Textauszug:
================

Berufe, in denen sich alle um Edelsteine dreht, gibt es viele. Angefangen von der Arbeit im Gelände und dem Finden neuer Edelsteinvorkommen oder die Einschätzung, wie lange die Ressourcen noch abbaubar sind, bis zur Bearbeitung der Steine, dem Einsetzen geschliffener Steine in Schmuck, dem Handel mit Edelsteinen, dem Verkauf im Juwelierfachgeschäft oder der Beratung von wertvollen Steinen als Investment. Ein Beruf, der ungemein zur Wertsteigerung von Edelsteinen beiträgt, ist der Edelsteinschleifer oder die Edelsteinschleiferin.
Ein Blick in historische Lehrbücher zum Thema Mineralogie zeigt, dass der Beruf des Edelsteinschleifenden keine Erwähnung fand. Vielmehr war die Rede von Bohrern und Balierer.
Der Begriff Bohrer ist selbsterklärend: eine Person, die Steine mit einem Loch versieht, die zu Ketten oder Ohrringen verarbeitet werden. Die Zunft der Balierer verstand sich auf das Polieren ungeschliffener Steine. Die Techniken und Werkzeuge, mit denen die kostbaren Steine in Form gebracht und auf Hochglanz poliert wurden, waren - verglichen mit dem heutigen Standard - simpel. Mit den Jahren und Jahrhunderten entwickelte sich das Handwerk der Bearbeitung von Edel- und Schmucksteinen immer weiter, sodass seit dem 18. Jahrhundert der Beruf des Edelsteinschleifers geboren war. Anfangs waren es vor allem Männer, die diese Tätigkeit ausübten, heute ist der Beruf für alle offen.

================

Vorliegende Einträge:
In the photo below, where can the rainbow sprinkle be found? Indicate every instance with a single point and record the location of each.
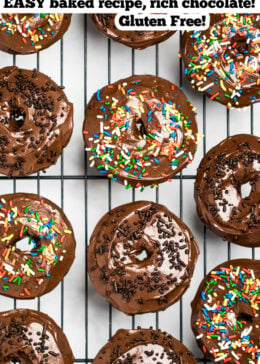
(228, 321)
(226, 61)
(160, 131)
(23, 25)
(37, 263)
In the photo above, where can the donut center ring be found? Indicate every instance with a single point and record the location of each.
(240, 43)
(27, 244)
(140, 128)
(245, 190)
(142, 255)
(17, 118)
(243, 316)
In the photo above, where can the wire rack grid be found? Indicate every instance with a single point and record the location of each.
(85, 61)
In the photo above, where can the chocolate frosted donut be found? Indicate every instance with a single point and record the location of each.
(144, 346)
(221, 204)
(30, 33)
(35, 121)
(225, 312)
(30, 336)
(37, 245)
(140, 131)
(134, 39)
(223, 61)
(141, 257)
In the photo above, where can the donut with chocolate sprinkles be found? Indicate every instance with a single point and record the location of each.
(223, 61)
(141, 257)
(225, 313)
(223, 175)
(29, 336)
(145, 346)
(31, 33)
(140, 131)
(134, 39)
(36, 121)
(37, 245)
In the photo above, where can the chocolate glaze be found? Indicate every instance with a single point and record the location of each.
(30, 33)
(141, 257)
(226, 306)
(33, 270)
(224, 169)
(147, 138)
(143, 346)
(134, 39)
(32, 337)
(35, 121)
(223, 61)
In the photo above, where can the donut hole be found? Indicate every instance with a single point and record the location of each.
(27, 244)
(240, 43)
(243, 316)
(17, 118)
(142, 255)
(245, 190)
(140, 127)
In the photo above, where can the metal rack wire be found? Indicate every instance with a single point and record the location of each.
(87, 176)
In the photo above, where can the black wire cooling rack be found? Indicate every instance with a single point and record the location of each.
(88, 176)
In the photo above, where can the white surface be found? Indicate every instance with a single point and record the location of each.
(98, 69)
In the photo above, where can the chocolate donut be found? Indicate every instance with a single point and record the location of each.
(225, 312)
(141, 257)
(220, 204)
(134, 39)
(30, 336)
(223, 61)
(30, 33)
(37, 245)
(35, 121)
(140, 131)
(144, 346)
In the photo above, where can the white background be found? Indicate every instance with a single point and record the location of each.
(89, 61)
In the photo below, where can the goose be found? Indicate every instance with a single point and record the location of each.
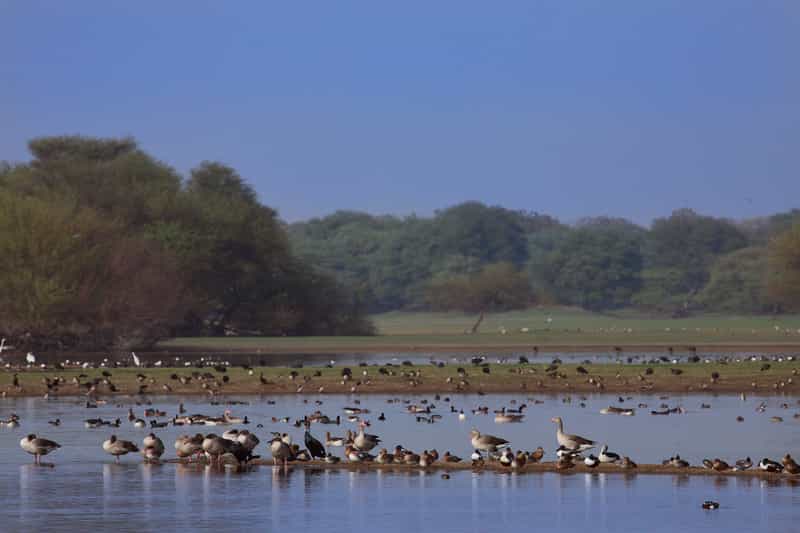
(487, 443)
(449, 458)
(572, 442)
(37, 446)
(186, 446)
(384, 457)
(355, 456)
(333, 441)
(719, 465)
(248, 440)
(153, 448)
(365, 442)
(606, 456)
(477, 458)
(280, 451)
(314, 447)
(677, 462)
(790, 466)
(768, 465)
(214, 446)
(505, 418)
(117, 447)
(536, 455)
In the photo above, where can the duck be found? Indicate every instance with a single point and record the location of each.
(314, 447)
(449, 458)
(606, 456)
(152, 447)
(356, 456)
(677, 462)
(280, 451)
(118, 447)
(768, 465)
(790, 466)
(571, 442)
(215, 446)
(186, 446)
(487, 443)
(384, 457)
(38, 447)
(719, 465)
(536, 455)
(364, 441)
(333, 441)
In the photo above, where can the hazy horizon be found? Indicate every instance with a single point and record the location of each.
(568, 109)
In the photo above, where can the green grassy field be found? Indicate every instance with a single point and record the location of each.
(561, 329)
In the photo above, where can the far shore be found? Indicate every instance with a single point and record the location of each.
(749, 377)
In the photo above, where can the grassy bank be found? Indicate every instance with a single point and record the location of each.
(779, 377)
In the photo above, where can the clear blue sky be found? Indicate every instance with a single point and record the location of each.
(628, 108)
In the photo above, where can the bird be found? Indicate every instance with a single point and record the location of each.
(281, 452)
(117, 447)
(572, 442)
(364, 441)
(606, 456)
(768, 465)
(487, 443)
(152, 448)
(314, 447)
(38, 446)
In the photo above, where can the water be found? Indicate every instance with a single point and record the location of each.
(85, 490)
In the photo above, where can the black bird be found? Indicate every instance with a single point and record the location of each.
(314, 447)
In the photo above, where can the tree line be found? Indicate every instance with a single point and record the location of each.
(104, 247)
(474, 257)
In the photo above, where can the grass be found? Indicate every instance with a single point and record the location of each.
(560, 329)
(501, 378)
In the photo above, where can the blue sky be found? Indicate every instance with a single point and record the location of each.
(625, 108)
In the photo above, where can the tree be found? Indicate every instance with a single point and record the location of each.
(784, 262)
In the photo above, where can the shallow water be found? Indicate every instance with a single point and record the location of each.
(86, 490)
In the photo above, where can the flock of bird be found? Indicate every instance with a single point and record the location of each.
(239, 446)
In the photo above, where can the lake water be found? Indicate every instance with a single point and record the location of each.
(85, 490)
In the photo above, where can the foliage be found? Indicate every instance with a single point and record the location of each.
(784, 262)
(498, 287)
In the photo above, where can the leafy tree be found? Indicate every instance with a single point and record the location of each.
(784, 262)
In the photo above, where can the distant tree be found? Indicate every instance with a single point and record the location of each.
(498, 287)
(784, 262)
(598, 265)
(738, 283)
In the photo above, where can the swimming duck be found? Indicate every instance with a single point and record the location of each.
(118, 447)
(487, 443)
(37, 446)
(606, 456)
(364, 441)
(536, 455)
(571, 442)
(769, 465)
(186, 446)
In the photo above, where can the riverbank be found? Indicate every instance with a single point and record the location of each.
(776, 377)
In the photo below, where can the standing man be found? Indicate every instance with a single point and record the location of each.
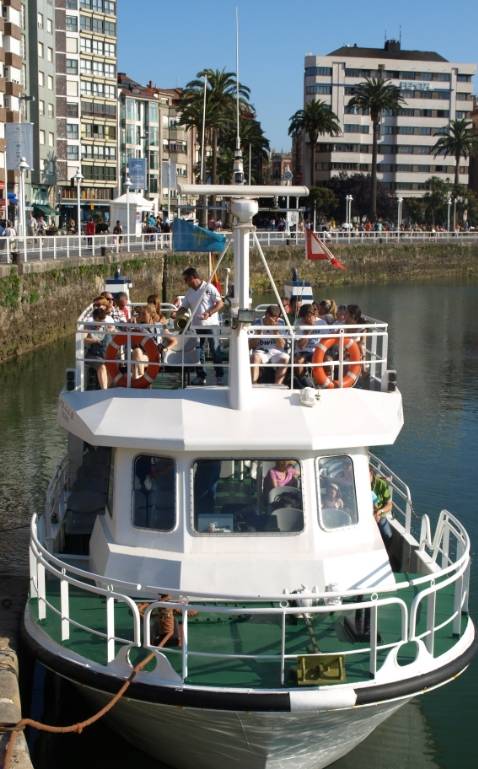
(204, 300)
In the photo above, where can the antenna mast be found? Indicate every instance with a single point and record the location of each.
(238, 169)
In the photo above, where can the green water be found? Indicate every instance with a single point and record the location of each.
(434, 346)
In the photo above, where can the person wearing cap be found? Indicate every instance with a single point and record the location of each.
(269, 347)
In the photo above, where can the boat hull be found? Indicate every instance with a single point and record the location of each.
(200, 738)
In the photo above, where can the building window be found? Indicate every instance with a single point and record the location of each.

================

Aufgaben:
**A.** Seit welchem Jahrhundert gibt es laut dem Textauszug über den Beruf des Edelsteinschleifers diesen Beruf?
**B.** Überarbeiten Sie im Textauszug über den Beruf des Edelsteinschleifers den Abschnitt, der mit den Worten „Ein Blick in“ beginnt und mit „Bohrern und Balierer.“ endet, und geben Sie ihn wieder, wobei Sie „Lehrbücher“ durch „Fachbücher“ ersetzen.
**C.** Setzen Sie den Textauszug über den Beruf des Edelsteinschleifers im Anschluss an seinen letzten Satz fort.

Antworten je Aufgabe:
**A.** Seit dem 18. Jahrhundert.

**B.**
Ein Blick in historische Fachbücher zum Thema Mineralogie zeigt, dass der Beruf des Edelsteinschleifenden keine Erwähnung fand. Vielmehr war die Rede von Bohrern und Balierer.

**C.**
In der Vergangenheit war das Schleifen von Edelsteinen ein körperlich sehr anstrengender Beruf. Die Arbeitenden lagen oftmals bäuchlings vor den Schleifmaschinen, um die Steine zu facettieren oder zu glätten. Nacken- und Rückenschmerzen waren vorprogrammiert Heute werden die Steine zwar immer noch per Hand geschliffen, aber auch moderne IT-Lösungen finden Anwendung bei der Bearbeitung.
Den Abschluss Edelsteinschleifer/Edelsteinschleiferin erhält man nach 3 Jahren der Berufsausbildung. Das Wissen wird sowohl in der Theorie in der Berufsschule vermittelt und das Erlernte im Lehrbetrieb in die Praxis umgesetzt. Noch vor mehr als 200 Jahren dauerte die Ausbildung 4 bis 6 Jahre (siehe Krünitz, 1785).
Unternehmen, die sowohl Auszubildende als auch Berufserfahrene einstellen, gibt es nahezu überall auf der Welt, wobei Antwerpen/Belgien und Den Haag/Niederlande sowie verschiedene Städte in Kambodscha, Thailand und Indien zu den führenden Standorten der Kunst des Edelsteinschleifens zählen. Deutschland braucht sich trotzdem im internationalen Vergleich nicht zu verstecken: die Region Idar-Oberstein ist traditionell mit der Bearbeitung von Edelsteinen verbunden; entsprechend viele Ausbildungs- und Beschäftigungsbetriebe sind hier vor Ort angesiedelt. Ein Lichtblick, nachdem in den 1970er bis in die 1990er Jahre auf die Arbeiten von Edelsteinschleiferinnen und Edelsteinschleifern aus dem Ausland zurückgegriffen wurde.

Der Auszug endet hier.